# [Material provided]
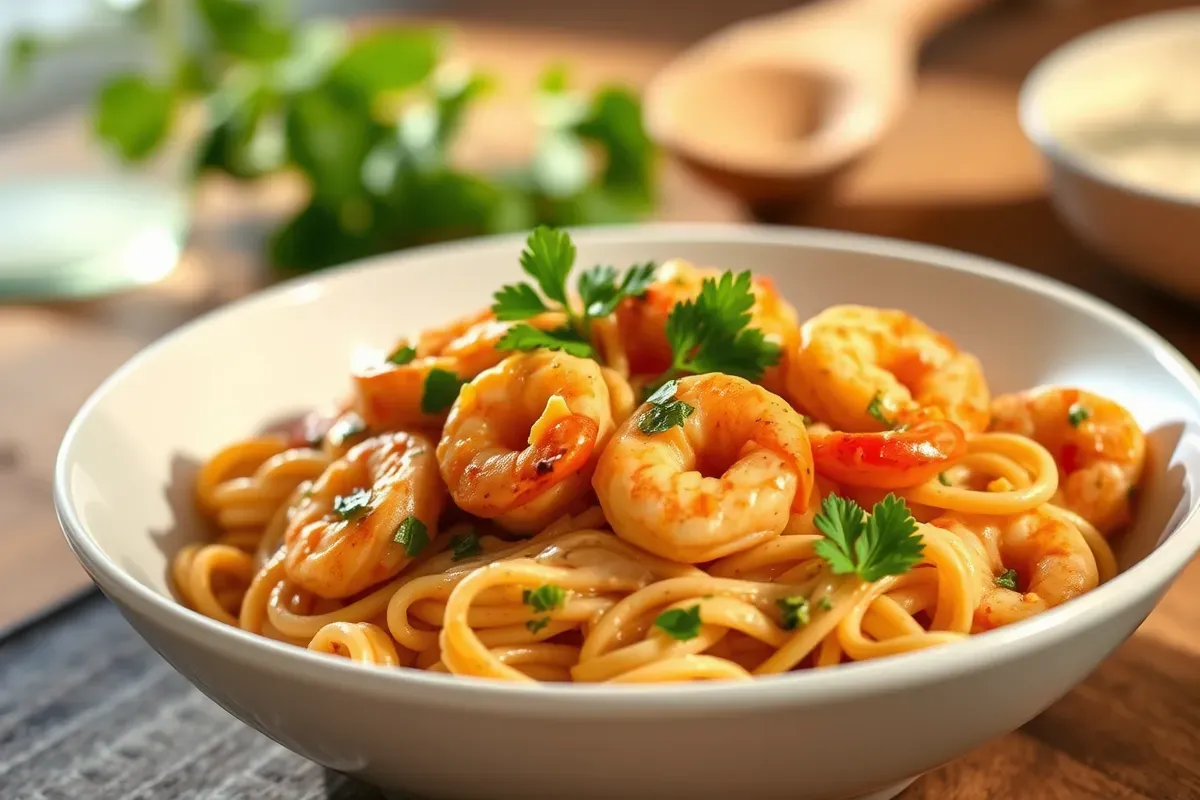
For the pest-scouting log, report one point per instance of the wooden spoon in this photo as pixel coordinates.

...

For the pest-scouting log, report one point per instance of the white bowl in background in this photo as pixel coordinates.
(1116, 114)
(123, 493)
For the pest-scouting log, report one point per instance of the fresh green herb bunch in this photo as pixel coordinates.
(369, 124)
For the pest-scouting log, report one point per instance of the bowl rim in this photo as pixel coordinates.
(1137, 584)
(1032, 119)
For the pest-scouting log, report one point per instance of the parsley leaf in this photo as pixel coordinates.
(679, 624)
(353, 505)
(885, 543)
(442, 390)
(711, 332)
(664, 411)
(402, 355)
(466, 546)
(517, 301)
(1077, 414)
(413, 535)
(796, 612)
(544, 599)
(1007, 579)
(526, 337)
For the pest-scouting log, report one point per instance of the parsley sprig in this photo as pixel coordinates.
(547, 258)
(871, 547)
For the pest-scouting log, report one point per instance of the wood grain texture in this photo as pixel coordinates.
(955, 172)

# [Exercise objective]
Find each line in the items above that contains the word "parsley", and copy those lines.

# [Result of this exercise]
For the pest-scouting log, report one point per instance of the parsley leaf in this photo as pixel coordinates.
For the pest-scouting log, report one point per instance of the parsley sprig in this photo as pixel coordinates.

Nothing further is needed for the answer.